O liberalismo self-service e a crise econômica
*Por Leonardo Sakamoto
A General Motors demitiu 744 trabalhadores de sua fábrica em São José dos Campos (SP) sob a justificativa de “diminuição da atividade industrial”. Mesmo após ter recebido apoio dos governos da União e do Estado de São Paulo no sentido de facilitar a compra de seus produtos por consumidores. O setor também é beneficiário de recursos oriundos de fundos públicos, como o Fundo de Amparo ao Trabalhador e o Fundo de Garantia por Tempo de Serviço, ou seja, pertencente aos trabalhadores.
Colunistas de economia têm dito e escrito que o Ministério do Trabalho e Emprego e sindicatos fazem uma chiadeira irracional, pedindo contrapartidas à cessão de linhas de crédito ou corte de impostos. Atestam que empresas não podem operar esquecendo que estão inseridas em uma economia de mercado, buscando a taxa de lucro média para continuar sendo viável. Em outras palavras, defendem que não dá para esperar que o capital seja dilapidado da mesma forma que o trabalho em uma crise.
Essa “regra do jogo” me faz lembrar um restaurante self-service. Você passa com a bandeja e escolhe o que quer e o que não quer para o almoço. O que é bom coloca no prato, o que é ruim fica para a massa se servir depois. Traduzindo: o Estado tem que garantir e ajudar o funcionamento das empresas, mas as empresas não podem sofrer nenhuma forma de intervenção em seu negócio. Um liberalismo de brincadeirinha, com um Estado atuante, mas subserviente do poder econômico, em que o (nosso) dinheiro público deve entrar calado para financiar os erros alheios. Privatizam-se lucros, estatizam-se prejuízos.

### LINHAS DE DADOS
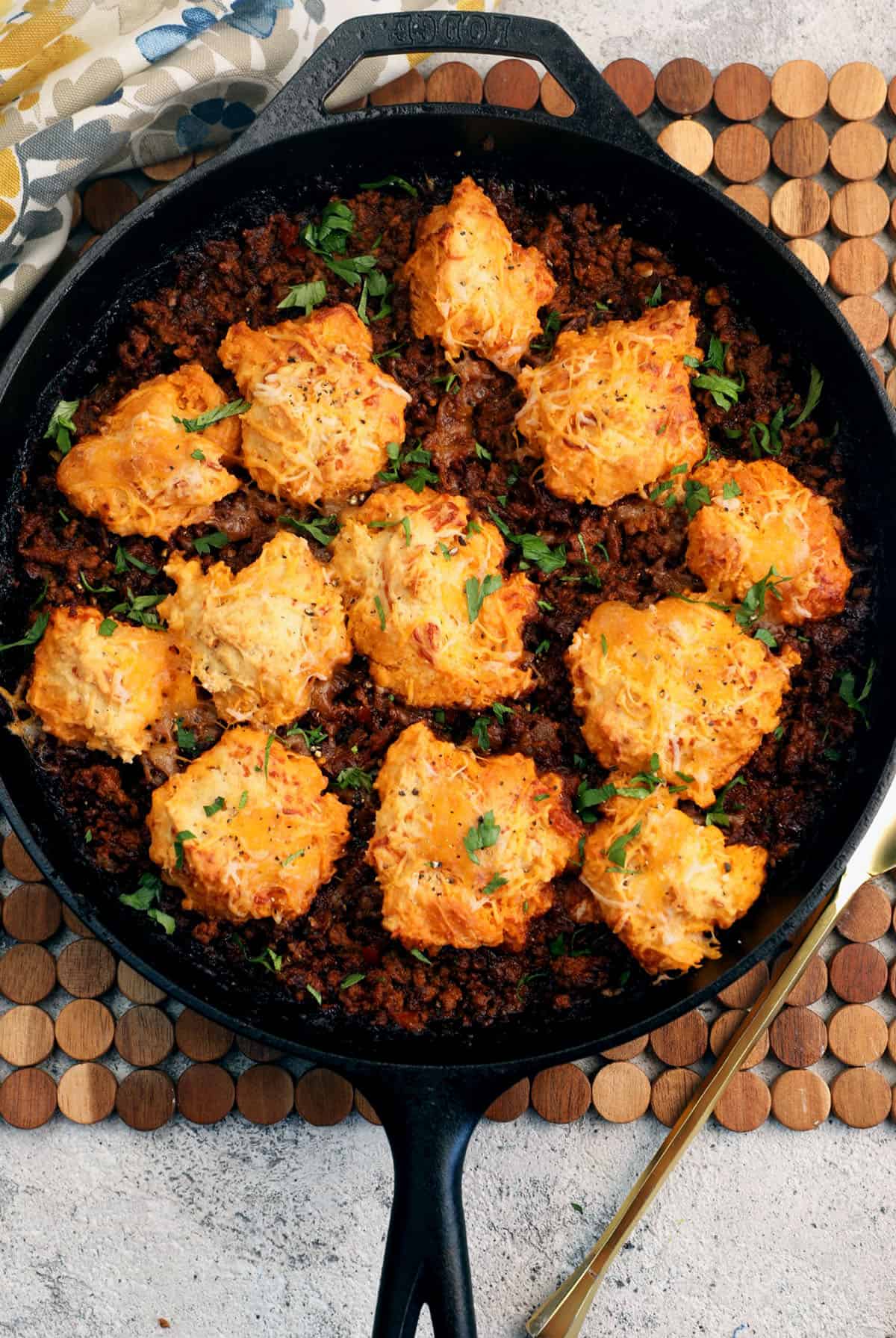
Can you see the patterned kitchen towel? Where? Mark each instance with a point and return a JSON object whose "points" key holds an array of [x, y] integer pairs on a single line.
* * *
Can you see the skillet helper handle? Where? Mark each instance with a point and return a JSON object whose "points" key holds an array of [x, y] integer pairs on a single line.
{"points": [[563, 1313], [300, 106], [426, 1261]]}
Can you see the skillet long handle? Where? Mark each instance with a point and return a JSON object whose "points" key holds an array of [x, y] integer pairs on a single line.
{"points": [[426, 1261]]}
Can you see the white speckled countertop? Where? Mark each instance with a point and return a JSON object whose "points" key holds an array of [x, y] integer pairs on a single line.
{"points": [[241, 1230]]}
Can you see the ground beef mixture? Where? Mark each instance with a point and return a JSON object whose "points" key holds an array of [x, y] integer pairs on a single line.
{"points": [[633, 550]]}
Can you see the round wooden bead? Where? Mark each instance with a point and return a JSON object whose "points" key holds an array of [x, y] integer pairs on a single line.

### INSTRUÇÃO DADA
Transcreva, do texto sobre o liberalismo self-service, tudo o que vai de "Colunistas de economia" até "em uma crise.", sem alterar nada.

### RESPOSTA À TAREFA
Colunistas de economia têm dito e escrito que o Ministério do Trabalho e Emprego e sindicatos fazem uma chiadeira irracional, pedindo contrapartidas à cessão de linhas de crédito ou corte de impostos. Atestam que empresas não podem operar esquecendo que estão inseridas em uma economia de mercado, buscando a taxa de lucro média para continuar sendo viável. Em outras palavras, defendem que não dá para esperar que o capital seja dilapidado da mesma forma que o trabalho em uma crise.